Written task 1 – Based on the description of Thinking in Jazz, explain in one to three sentences what sources the book draws on and which one it relies on most.
Written task 2 – Resume the description of Thinking in Jazz, starting after its final sentence.

═════ Passage provided ═════

The product of more than fifteen years of immersion in the jazz world, Thinking in Jazz combines participant observation with detailed musicological analysis, the author's experience as a jazz trumpeter, interpretations of published material by scholars and performers, and, above all, original data from interviews with more than fifty professional musicians: bassists George Duvivier and Rufus Reid; drummers Max Roach, Ronald Shannon Jackson, and Akira Tana; guitarist Emily Remler; pianists Tommy Flanagan and Barry Harris; saxophonists Lou Donaldson, Lee Konitz, and James Moody; trombonist Curtis Fuller; trumpeters Doc Cheatham, Art Farmer, Wynton Marsalis, and Red Rodney; vocalists Carmen Lundy and Vea Williams; and others. Together, the interviews provide insight into the production of jazz by great artists like Betty Carter, Miles Davis, Dizzy Gillespie, Coleman Hawkins, and Charlie Parker.

═════ Excerpted records ═════

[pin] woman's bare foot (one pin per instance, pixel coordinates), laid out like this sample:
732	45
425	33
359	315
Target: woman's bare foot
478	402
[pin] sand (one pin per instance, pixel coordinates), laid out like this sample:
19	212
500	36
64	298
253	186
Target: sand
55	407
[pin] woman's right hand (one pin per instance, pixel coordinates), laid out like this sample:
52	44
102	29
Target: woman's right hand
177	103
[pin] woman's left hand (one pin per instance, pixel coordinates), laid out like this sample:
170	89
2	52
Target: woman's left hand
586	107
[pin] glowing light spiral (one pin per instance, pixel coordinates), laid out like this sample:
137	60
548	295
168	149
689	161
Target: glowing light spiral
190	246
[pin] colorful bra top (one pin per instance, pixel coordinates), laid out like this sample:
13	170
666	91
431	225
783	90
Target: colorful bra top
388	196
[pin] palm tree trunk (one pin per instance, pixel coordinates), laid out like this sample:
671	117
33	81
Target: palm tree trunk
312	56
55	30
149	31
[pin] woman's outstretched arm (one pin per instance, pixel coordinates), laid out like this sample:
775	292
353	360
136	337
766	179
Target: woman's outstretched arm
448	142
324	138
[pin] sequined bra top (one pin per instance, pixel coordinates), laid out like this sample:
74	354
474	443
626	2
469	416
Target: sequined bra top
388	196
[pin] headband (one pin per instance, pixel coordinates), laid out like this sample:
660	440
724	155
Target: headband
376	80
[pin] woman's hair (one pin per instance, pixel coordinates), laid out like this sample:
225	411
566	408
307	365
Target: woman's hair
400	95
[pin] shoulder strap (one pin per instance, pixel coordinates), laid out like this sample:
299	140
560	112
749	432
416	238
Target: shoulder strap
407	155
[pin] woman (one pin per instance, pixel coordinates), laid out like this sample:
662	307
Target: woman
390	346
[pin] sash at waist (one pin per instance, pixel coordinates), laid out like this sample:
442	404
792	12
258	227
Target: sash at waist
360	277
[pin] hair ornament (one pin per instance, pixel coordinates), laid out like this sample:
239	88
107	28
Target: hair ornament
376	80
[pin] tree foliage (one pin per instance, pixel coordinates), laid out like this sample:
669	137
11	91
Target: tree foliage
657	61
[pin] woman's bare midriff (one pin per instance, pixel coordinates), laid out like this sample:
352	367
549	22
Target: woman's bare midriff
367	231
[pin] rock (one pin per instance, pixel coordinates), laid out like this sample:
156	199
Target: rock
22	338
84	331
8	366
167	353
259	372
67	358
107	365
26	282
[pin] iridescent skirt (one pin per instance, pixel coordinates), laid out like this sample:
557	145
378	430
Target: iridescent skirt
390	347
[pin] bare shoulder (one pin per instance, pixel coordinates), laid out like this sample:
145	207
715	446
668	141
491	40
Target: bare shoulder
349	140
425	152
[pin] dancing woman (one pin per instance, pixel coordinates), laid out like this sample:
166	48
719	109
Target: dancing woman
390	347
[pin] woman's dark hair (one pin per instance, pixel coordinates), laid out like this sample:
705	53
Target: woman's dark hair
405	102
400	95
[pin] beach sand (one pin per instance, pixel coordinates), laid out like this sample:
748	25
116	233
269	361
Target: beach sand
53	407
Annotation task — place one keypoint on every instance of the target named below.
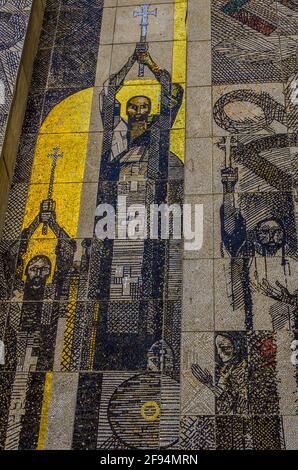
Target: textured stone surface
(133, 344)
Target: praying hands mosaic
(137, 343)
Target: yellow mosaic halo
(131, 88)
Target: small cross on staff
(227, 144)
(144, 13)
(48, 206)
(55, 157)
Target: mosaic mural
(138, 344)
(14, 17)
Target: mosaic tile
(146, 343)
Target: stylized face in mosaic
(38, 271)
(138, 108)
(225, 348)
(270, 235)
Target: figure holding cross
(144, 13)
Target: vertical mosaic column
(239, 377)
(20, 23)
(92, 327)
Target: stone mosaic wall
(20, 23)
(121, 344)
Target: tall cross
(227, 144)
(144, 13)
(55, 157)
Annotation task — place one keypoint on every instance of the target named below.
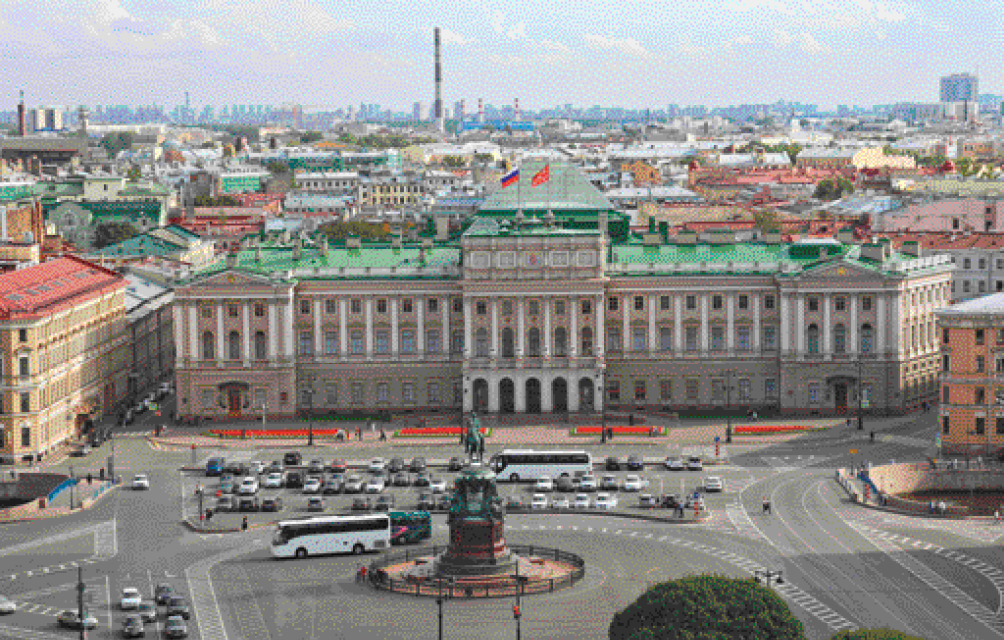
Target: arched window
(867, 339)
(208, 346)
(839, 340)
(481, 343)
(260, 349)
(234, 344)
(812, 336)
(534, 343)
(560, 342)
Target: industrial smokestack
(440, 124)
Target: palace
(554, 307)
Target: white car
(544, 483)
(131, 599)
(312, 485)
(714, 483)
(635, 483)
(605, 501)
(249, 486)
(7, 606)
(437, 485)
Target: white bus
(334, 535)
(524, 464)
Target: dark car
(427, 501)
(396, 464)
(271, 504)
(337, 465)
(177, 606)
(361, 503)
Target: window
(434, 342)
(814, 393)
(613, 340)
(691, 333)
(812, 339)
(743, 338)
(666, 390)
(208, 346)
(638, 339)
(640, 390)
(839, 340)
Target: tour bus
(524, 464)
(333, 535)
(410, 527)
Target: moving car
(131, 599)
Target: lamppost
(767, 576)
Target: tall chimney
(22, 125)
(440, 124)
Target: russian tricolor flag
(511, 178)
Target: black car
(396, 464)
(427, 501)
(178, 607)
(271, 504)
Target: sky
(632, 53)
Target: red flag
(541, 176)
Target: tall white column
(343, 327)
(369, 328)
(220, 343)
(395, 330)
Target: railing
(475, 587)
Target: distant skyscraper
(960, 87)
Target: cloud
(626, 46)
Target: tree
(112, 232)
(707, 607)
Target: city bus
(410, 527)
(332, 535)
(524, 464)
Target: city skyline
(829, 53)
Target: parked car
(272, 504)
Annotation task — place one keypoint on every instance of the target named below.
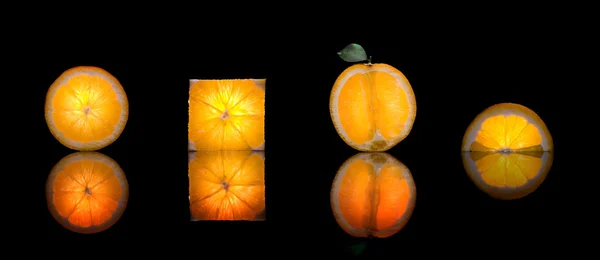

═════

Written answer 1 – The book combines participant observation, detailed musicological analysis, the author's experience as a jazz trumpeter, and interpretations of published material by scholars and performers. Above all, it relies on original interviews with more than fifty professional musicians. Together, those interviews provide insight into how great artists like Betty Carter, Miles Davis, and Charlie Parker produced jazz.

Written answer 2 –
Thinking in Jazz overflows with musical examples from the 1920s to the present, including original transcriptions (keyed to commercial recordings) of collective improvisations by Miles Davis's and John Coltrane's groups. These transcriptions provide additional insight into the structure and creativity of jazz improvisation and represent a remarkable resource for jazz musicians as well as students and educators.

Berliner explores the alternative ways—aural, visual, kinetic, verbal, emotional, theoretical, associative—in which these performers conceptualize their music and describes the delicate interplay of soloist and ensemble in collective improvisation. Berliner's skillful integration of data concerning musical development, the rigorous practice and thought artists devote to jazz outside of performance, and the complexities of composing in the moment leads to a new understanding of jazz improvisation as a language, an aesthetic, and a tradition. This unprecedented journey to the heart of the jazz tradition will fascinate and enlighten musicians, musicologists, and jazz fans alike.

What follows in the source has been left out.